HOW TO COMPLETE THIS TASK ▸ Output the items from their very first line through the line containing "positive clicks: (169, 178) (159, 166)", inclusive, as a Markdown table with columns Row and Line, one line per row. Skip blank lines and the pictures, and include nothing past that line.

MATERIAL PROVIDED ▸
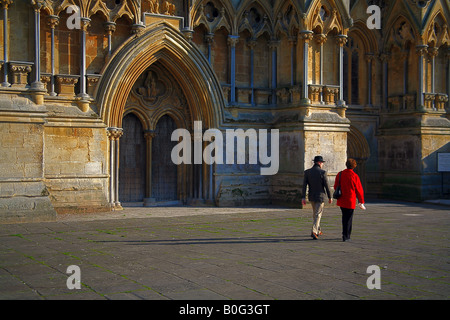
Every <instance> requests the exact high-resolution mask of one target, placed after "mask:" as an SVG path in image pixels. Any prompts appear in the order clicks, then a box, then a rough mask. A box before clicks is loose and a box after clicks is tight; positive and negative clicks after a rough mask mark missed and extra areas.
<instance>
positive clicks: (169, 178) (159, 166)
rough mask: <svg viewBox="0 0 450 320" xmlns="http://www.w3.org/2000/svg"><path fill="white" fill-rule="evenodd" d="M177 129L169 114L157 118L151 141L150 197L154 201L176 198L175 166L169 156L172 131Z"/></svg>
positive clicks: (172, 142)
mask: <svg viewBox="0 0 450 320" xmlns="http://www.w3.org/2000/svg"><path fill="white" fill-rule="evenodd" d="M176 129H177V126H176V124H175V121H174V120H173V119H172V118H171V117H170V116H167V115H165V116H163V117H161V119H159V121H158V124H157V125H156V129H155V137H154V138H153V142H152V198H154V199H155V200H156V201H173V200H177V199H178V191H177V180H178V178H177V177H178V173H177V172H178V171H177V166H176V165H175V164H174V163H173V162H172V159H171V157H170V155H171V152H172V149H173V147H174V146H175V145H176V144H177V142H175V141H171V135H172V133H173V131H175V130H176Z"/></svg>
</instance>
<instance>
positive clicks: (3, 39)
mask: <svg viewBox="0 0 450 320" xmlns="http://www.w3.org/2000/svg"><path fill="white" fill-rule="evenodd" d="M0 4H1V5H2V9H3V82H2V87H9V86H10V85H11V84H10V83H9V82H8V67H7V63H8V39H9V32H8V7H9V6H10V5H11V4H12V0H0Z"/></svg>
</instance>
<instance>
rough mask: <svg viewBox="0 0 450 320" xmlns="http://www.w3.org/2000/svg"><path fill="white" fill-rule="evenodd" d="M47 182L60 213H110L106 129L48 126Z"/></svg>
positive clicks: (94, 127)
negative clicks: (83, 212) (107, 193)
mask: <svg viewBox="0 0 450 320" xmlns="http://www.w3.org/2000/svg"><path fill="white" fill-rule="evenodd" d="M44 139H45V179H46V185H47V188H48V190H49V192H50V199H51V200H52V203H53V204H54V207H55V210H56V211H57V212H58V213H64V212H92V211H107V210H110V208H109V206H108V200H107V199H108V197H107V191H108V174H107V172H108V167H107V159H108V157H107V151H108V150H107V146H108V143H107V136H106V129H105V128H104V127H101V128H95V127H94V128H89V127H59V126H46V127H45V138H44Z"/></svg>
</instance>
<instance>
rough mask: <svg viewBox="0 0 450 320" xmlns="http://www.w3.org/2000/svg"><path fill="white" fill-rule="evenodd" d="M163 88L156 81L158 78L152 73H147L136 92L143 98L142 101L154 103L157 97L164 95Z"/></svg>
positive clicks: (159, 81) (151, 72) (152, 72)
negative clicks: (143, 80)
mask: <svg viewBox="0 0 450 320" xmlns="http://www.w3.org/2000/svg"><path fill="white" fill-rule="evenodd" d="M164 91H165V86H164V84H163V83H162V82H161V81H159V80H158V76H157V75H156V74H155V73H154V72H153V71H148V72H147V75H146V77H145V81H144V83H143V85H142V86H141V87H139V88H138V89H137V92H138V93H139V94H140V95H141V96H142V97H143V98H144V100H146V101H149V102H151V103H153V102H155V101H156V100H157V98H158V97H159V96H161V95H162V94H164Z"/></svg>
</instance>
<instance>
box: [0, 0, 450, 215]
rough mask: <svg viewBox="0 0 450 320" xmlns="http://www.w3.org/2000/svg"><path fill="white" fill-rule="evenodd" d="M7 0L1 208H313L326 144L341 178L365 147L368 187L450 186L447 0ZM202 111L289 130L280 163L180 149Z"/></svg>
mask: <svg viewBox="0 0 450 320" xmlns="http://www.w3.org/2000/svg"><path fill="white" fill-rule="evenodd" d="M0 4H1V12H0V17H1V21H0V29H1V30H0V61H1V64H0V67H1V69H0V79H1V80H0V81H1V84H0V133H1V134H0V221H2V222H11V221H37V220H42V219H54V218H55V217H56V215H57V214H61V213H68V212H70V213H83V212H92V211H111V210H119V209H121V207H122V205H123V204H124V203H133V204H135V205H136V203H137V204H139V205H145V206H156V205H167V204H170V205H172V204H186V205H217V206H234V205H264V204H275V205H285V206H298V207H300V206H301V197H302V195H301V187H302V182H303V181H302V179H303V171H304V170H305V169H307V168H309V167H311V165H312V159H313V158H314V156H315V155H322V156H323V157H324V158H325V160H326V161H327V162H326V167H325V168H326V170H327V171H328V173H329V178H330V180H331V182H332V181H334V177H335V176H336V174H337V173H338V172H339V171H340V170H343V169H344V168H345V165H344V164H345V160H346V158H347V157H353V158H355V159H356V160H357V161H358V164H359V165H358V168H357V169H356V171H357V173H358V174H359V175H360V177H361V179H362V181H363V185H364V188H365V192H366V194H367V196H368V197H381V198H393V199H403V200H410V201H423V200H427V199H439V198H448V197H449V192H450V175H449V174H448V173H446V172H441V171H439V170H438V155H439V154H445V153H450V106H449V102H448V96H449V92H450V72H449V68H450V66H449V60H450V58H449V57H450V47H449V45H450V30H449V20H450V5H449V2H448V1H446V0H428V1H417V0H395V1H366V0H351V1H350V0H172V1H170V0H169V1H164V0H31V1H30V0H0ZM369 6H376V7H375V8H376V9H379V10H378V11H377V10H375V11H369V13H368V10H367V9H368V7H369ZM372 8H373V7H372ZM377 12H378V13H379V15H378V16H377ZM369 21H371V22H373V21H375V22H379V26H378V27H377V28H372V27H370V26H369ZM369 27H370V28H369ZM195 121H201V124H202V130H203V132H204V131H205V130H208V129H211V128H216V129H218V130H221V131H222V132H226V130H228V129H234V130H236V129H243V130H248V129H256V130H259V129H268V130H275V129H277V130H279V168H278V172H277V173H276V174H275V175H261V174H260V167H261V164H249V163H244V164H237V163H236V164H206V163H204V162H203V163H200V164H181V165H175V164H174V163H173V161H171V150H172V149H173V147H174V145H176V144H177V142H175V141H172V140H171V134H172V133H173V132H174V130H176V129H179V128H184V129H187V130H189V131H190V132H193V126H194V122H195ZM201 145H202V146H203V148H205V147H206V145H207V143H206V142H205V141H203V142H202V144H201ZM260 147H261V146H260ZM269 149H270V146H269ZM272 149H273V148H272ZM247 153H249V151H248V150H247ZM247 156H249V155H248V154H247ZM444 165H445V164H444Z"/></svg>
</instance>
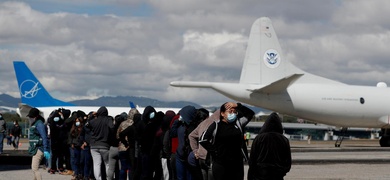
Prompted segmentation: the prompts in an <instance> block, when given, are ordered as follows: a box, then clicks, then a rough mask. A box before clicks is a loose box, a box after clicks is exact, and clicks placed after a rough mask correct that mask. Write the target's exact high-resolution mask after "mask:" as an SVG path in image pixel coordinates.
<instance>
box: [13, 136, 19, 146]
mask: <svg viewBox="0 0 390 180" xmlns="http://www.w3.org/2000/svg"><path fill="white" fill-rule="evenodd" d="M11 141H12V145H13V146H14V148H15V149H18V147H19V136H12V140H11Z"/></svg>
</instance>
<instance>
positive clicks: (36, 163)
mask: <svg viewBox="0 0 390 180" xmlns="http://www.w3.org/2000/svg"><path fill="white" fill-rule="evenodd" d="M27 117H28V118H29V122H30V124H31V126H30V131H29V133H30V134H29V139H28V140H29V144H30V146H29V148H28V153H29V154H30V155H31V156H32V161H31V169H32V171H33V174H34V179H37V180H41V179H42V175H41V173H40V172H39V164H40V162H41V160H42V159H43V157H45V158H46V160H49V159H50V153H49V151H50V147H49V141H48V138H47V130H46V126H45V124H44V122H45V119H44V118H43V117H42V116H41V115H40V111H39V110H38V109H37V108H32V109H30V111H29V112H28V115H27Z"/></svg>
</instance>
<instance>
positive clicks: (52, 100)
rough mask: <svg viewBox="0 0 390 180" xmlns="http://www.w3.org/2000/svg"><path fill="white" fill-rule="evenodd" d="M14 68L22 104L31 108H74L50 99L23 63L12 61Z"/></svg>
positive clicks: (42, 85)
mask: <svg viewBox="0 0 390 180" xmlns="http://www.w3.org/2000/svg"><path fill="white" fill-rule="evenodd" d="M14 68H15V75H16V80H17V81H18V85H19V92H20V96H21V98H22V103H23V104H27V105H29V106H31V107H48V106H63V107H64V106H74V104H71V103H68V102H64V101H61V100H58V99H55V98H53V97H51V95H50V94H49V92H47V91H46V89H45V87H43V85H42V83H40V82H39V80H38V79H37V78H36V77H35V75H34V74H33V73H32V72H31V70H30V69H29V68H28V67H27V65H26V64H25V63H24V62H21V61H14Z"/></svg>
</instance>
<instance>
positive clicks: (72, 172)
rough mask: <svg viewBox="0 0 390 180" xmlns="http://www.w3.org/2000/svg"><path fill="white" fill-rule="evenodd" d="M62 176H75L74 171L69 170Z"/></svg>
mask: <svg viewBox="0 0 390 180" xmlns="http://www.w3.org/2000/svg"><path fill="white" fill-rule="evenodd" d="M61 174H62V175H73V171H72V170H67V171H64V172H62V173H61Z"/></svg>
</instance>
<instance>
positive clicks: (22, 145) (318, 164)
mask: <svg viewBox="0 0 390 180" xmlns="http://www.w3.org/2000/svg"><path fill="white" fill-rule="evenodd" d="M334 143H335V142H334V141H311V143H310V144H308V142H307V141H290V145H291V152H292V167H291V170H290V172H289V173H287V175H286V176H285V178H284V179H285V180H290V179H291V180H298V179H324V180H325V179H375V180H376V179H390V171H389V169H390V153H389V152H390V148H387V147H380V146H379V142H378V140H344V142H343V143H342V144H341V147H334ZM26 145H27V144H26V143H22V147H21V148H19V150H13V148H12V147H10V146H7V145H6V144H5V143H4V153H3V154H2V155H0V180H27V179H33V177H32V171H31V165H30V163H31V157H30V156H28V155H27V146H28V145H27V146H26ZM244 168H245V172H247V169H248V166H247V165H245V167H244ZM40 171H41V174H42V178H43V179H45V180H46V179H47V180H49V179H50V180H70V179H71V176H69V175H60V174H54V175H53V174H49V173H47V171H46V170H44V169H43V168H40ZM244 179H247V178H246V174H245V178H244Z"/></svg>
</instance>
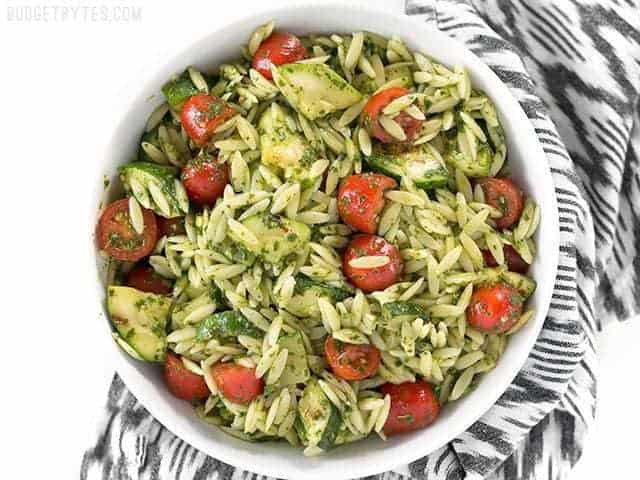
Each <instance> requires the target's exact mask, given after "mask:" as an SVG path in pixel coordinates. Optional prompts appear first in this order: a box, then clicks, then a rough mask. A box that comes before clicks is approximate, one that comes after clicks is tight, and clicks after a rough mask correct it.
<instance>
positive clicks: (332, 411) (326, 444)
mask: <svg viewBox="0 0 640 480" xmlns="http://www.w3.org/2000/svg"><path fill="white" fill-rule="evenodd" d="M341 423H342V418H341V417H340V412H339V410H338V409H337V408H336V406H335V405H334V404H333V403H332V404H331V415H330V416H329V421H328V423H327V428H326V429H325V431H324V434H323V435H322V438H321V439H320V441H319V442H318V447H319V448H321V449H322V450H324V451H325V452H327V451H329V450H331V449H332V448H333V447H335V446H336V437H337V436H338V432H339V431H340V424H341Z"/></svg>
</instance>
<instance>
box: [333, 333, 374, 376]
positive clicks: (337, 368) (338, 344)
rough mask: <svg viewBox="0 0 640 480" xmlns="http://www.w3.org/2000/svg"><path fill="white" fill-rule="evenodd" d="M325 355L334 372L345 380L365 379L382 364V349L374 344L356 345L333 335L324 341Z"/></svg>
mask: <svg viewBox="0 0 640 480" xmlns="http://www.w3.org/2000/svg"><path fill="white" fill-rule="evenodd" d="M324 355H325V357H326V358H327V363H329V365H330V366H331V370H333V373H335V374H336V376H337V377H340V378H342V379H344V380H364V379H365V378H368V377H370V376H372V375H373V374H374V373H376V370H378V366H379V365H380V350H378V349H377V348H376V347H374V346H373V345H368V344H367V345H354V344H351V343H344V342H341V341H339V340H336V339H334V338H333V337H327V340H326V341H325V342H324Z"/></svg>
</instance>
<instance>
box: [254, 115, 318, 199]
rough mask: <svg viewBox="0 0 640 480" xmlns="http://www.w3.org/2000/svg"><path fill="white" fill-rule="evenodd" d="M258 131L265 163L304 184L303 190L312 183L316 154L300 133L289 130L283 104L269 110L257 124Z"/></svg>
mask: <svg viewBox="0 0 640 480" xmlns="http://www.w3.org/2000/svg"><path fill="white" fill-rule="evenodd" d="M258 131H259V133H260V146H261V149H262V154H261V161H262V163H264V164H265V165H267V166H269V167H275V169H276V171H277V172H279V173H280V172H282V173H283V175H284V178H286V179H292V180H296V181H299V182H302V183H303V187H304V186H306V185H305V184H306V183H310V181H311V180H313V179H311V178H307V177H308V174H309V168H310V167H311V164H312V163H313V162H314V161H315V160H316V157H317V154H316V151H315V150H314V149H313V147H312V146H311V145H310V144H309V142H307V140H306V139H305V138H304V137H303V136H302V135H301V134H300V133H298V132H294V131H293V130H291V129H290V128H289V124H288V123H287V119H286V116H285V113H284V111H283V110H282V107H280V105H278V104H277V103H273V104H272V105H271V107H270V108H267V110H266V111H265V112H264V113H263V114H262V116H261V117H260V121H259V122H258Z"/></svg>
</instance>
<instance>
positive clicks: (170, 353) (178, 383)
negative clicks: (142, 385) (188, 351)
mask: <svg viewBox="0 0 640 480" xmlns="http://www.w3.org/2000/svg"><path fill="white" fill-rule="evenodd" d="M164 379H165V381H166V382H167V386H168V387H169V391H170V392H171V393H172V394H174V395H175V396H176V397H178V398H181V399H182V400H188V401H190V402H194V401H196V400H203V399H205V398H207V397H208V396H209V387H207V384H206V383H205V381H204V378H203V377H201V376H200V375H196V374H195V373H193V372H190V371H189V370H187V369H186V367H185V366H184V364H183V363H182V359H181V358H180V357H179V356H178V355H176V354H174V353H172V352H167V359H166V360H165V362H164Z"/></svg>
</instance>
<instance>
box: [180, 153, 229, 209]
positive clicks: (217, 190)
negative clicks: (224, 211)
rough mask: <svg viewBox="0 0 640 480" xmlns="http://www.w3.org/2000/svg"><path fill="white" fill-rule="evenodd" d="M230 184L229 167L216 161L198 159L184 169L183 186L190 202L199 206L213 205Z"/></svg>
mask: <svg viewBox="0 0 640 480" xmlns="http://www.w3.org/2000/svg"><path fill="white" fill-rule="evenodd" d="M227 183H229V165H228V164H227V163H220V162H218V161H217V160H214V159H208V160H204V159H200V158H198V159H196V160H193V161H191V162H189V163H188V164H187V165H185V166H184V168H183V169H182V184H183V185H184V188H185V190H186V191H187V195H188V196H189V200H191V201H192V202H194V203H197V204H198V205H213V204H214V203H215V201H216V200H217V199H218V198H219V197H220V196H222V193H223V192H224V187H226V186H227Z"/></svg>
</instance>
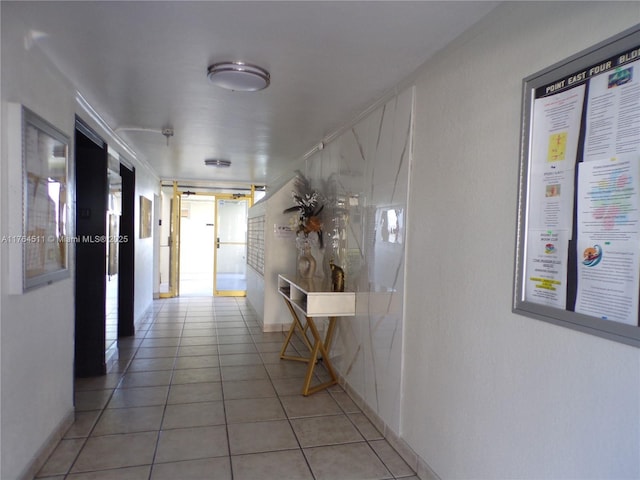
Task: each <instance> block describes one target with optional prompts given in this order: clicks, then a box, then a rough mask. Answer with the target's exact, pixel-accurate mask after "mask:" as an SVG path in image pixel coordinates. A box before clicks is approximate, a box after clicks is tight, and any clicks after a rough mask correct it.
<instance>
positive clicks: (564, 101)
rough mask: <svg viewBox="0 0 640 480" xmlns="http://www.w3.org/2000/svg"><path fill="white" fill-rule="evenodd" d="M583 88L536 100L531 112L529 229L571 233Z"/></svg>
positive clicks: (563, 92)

ANSWER AREA ▸
| Row | Line |
|---|---|
| 1 | Every <instance> requests the exact high-resolution mask of one target, placed after "mask:" as an SVG path in image pixels. Any prompts appear in the order clicks, then a box, then a rough mask. A box before clicks is loose and a box after clicks is tight; positive and negative clicks after a rough mask mark missed and extra areas. |
| 2 | <instance> |
| 3 | positive clicks: (169, 178) (159, 166) |